What the task requires
Set down each line from the line holding "the stadium stand?" to the last line of the entries below, exactly, with both ends included and without pictures.

Referring expression pointing data
-=-=-

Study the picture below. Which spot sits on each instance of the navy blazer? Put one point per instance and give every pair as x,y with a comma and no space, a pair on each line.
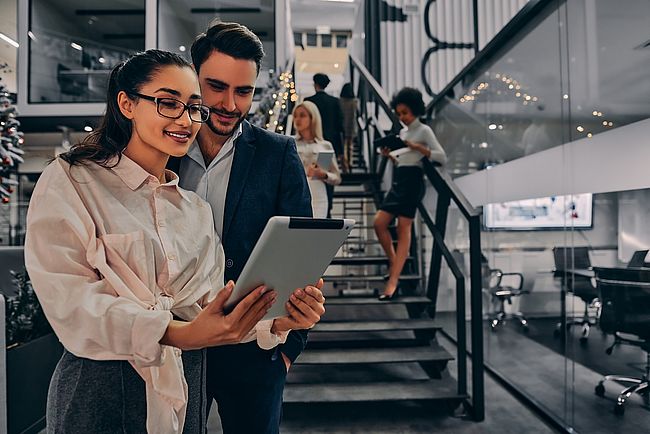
267,179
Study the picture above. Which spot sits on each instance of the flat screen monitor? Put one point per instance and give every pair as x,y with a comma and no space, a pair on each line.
555,212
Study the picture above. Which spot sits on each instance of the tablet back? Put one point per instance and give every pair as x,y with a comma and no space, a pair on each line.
292,252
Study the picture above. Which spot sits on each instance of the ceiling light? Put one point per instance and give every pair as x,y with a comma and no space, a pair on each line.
8,40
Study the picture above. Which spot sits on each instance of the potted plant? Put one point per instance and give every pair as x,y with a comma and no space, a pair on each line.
32,354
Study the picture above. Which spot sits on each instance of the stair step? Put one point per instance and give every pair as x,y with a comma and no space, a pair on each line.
360,260
428,390
347,301
352,194
374,355
358,178
375,326
339,278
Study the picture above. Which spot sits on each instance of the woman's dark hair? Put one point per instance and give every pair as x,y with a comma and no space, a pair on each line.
347,91
410,97
232,39
114,133
322,80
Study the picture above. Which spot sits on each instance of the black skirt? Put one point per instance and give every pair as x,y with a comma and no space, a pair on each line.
406,192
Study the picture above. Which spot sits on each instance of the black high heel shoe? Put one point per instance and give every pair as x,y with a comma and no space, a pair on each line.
386,297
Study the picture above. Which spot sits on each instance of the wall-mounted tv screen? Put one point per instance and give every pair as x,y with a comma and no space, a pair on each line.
555,212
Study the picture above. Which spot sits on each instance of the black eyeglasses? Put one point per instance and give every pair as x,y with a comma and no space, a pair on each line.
172,108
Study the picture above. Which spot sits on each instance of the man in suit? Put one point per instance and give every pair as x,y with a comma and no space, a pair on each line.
332,117
248,175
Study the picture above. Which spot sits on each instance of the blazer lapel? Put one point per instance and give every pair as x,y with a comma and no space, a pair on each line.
241,164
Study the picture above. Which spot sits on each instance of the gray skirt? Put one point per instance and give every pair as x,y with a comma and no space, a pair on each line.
89,396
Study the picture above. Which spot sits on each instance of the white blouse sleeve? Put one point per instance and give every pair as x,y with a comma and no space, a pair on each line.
84,310
333,172
437,152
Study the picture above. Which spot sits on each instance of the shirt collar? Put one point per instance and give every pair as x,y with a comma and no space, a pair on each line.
133,175
194,152
416,123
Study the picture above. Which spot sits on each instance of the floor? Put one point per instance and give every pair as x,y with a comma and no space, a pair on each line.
563,387
504,415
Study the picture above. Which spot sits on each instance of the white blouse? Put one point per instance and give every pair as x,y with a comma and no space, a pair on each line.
112,253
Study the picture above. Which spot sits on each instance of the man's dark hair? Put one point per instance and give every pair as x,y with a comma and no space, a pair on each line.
233,39
321,80
410,97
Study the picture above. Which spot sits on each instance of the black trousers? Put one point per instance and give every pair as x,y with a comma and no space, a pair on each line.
247,382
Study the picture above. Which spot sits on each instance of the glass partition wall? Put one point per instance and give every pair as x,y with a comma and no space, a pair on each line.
549,135
68,47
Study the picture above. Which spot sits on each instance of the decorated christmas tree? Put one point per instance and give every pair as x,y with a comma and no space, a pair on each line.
10,141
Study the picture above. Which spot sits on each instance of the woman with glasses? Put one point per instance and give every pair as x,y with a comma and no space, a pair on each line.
127,265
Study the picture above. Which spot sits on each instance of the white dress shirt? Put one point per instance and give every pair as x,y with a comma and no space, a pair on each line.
210,183
417,132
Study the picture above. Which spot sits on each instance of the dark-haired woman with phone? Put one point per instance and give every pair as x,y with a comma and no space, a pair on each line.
407,188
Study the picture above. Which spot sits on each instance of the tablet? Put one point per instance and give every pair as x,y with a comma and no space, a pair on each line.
324,159
291,253
391,141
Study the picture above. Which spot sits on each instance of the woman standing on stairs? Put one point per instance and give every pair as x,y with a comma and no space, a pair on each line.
407,189
309,141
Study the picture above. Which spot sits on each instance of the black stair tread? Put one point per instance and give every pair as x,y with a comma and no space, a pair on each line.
358,177
345,301
374,355
339,278
361,260
371,392
352,194
375,326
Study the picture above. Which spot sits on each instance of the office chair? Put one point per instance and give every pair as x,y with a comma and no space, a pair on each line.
568,259
502,287
625,295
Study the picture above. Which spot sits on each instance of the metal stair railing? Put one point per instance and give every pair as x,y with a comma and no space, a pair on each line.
374,103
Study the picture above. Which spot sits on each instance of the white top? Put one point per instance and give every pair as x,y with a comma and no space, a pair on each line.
210,183
112,253
308,152
417,132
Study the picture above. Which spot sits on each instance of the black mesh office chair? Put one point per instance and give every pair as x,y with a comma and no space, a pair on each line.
503,287
568,260
638,259
625,313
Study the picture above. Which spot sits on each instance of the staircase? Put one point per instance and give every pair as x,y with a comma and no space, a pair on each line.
366,350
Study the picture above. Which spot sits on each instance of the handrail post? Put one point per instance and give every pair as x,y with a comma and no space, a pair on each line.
461,331
476,309
442,211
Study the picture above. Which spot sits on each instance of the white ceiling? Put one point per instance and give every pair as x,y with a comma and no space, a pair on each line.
308,14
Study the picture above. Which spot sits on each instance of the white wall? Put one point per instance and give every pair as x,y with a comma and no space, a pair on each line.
403,44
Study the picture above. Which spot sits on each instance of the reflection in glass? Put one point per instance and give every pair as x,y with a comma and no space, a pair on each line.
74,47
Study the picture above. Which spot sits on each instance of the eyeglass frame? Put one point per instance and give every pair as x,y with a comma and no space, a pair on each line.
186,107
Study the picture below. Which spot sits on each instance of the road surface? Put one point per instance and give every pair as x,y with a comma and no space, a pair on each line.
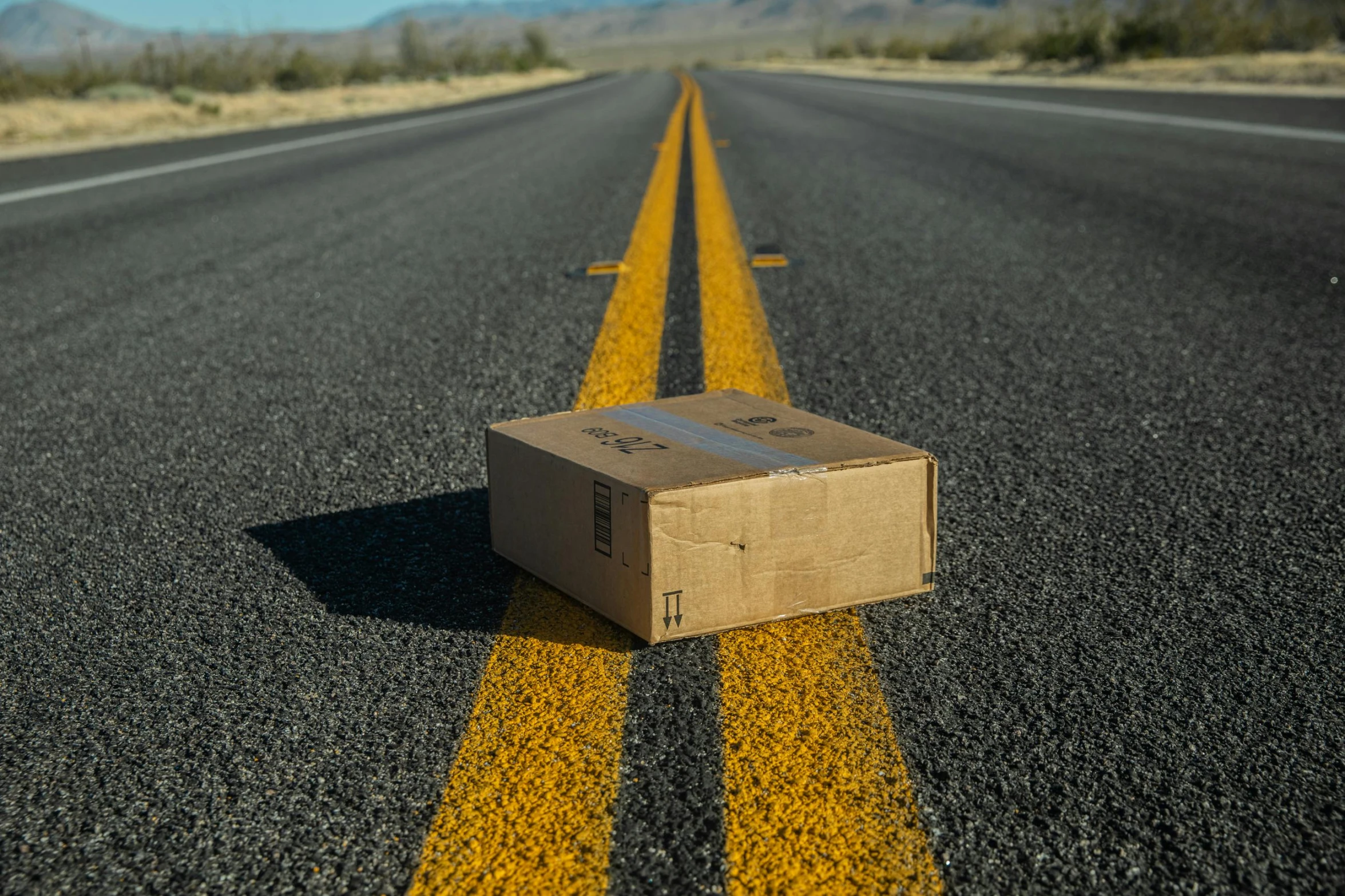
247,591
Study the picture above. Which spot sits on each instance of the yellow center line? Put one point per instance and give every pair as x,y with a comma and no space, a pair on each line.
625,366
817,794
527,808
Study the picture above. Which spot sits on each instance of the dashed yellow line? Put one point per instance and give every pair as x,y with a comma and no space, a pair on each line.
527,808
817,795
736,345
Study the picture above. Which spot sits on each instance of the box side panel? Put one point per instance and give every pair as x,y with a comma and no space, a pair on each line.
570,527
778,547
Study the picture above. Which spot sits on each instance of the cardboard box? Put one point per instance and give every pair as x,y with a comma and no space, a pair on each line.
709,512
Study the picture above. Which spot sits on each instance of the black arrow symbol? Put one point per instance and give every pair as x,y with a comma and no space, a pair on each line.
668,617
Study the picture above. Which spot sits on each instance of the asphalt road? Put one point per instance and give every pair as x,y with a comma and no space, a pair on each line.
245,581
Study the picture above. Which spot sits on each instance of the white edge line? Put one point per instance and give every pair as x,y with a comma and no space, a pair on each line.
288,145
1095,112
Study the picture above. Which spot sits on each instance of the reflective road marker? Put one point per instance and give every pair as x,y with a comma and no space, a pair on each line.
527,808
817,794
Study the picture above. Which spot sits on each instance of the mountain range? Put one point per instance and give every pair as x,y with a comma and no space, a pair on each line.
589,33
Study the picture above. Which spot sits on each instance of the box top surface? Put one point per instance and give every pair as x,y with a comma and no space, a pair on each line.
704,439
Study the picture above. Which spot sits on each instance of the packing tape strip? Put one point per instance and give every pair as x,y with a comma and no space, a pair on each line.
705,439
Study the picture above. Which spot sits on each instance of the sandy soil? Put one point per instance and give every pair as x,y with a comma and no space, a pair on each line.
1270,73
46,127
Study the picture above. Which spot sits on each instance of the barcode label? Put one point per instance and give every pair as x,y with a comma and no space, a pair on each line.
603,519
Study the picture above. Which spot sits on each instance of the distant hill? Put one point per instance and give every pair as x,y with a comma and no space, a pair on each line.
519,10
47,27
588,33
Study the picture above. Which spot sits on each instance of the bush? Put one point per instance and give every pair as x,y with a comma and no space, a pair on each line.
900,47
978,41
1079,33
413,49
305,71
120,91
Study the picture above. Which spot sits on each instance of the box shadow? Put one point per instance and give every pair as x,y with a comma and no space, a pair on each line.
426,562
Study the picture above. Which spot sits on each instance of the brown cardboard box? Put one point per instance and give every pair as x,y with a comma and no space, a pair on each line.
709,512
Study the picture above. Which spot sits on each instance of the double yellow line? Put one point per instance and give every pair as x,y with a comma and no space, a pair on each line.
817,797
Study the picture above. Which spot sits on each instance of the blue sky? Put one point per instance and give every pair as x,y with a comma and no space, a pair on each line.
263,15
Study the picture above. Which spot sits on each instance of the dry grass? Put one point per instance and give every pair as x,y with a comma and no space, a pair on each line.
1275,73
45,127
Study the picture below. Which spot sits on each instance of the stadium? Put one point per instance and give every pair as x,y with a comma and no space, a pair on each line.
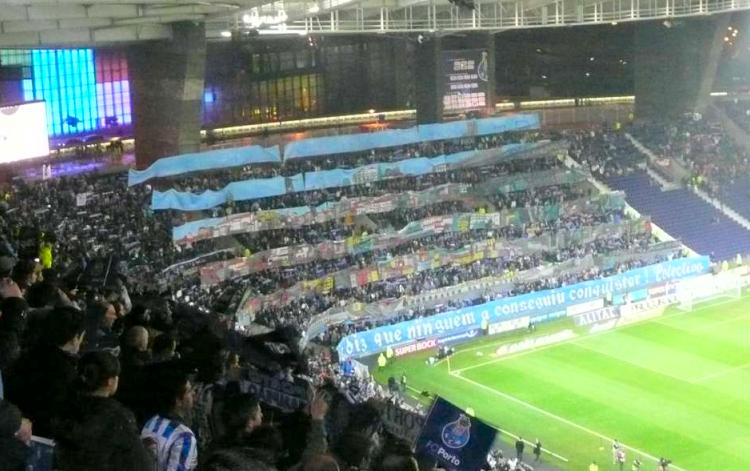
405,235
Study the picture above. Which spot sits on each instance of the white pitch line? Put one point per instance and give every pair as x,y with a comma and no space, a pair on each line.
710,326
720,373
545,347
560,419
630,362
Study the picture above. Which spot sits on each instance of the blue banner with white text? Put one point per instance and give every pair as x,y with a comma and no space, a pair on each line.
328,145
205,161
531,304
256,188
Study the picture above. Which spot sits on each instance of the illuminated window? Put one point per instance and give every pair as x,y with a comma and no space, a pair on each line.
84,90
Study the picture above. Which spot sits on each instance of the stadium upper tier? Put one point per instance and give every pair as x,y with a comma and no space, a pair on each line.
32,23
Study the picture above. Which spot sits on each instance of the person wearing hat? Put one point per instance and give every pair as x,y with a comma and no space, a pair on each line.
15,435
8,287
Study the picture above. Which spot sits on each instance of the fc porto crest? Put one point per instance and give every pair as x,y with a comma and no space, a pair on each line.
457,434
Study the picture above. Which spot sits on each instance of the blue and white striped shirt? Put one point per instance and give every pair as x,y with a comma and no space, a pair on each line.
172,442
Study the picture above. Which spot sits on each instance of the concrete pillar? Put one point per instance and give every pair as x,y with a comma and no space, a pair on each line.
675,64
167,81
427,81
403,72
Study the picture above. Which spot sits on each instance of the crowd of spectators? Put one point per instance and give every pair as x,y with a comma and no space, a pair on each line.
701,145
219,179
127,366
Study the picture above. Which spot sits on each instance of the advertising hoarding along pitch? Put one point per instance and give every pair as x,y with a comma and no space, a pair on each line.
533,304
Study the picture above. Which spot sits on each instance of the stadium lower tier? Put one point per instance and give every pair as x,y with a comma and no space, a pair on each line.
671,385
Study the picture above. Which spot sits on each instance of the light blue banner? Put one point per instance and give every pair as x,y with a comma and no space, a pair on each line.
532,304
205,161
397,137
322,179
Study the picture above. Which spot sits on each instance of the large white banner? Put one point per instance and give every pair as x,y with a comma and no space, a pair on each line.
23,132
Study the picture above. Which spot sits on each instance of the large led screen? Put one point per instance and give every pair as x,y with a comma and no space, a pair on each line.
23,132
466,80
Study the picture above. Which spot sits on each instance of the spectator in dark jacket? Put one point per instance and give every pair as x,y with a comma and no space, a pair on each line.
12,325
99,327
40,380
15,434
96,433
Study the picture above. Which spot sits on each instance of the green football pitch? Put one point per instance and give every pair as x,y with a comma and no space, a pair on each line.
677,386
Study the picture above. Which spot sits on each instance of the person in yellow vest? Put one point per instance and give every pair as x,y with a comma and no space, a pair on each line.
382,361
45,254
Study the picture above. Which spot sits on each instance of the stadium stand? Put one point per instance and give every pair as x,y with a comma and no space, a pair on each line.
191,323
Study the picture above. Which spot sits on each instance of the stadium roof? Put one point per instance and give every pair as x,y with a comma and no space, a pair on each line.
33,23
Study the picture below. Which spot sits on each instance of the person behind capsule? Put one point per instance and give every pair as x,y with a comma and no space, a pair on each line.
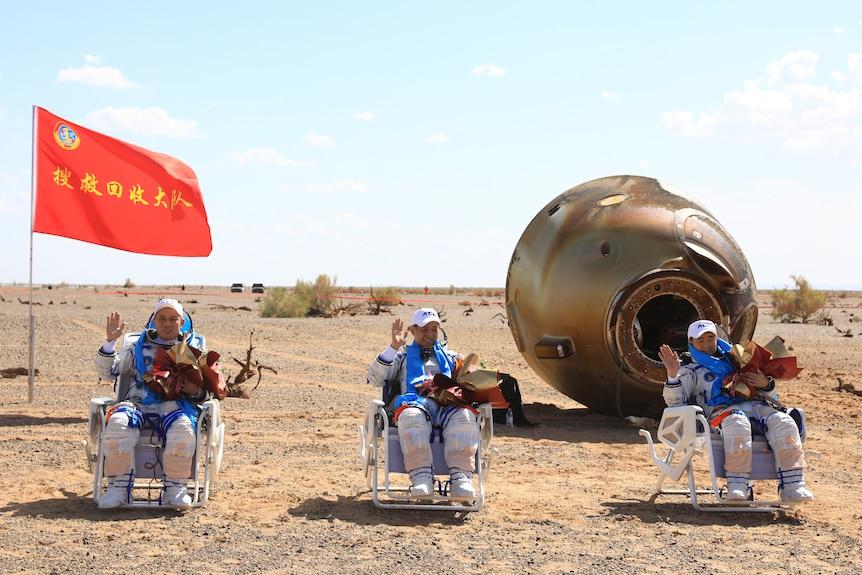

-=-=-

Exercise output
Study the picture above. Which spot sits on each instance of the stadium stand? Put one point per instance and give every pair as x,y with a comma and no space, a pair on each line.
191,323
Study the picture above. Which spot sits on each instance of the stadium roof? Put one point per instance and give every pair as x,y with a comma and no space, a pair on each line.
33,23
Study the picture below. Which spot sits on each instance of the person behind capsule? Put one point per instance and give every pair as x,y with a comma and no space, a pair on each line.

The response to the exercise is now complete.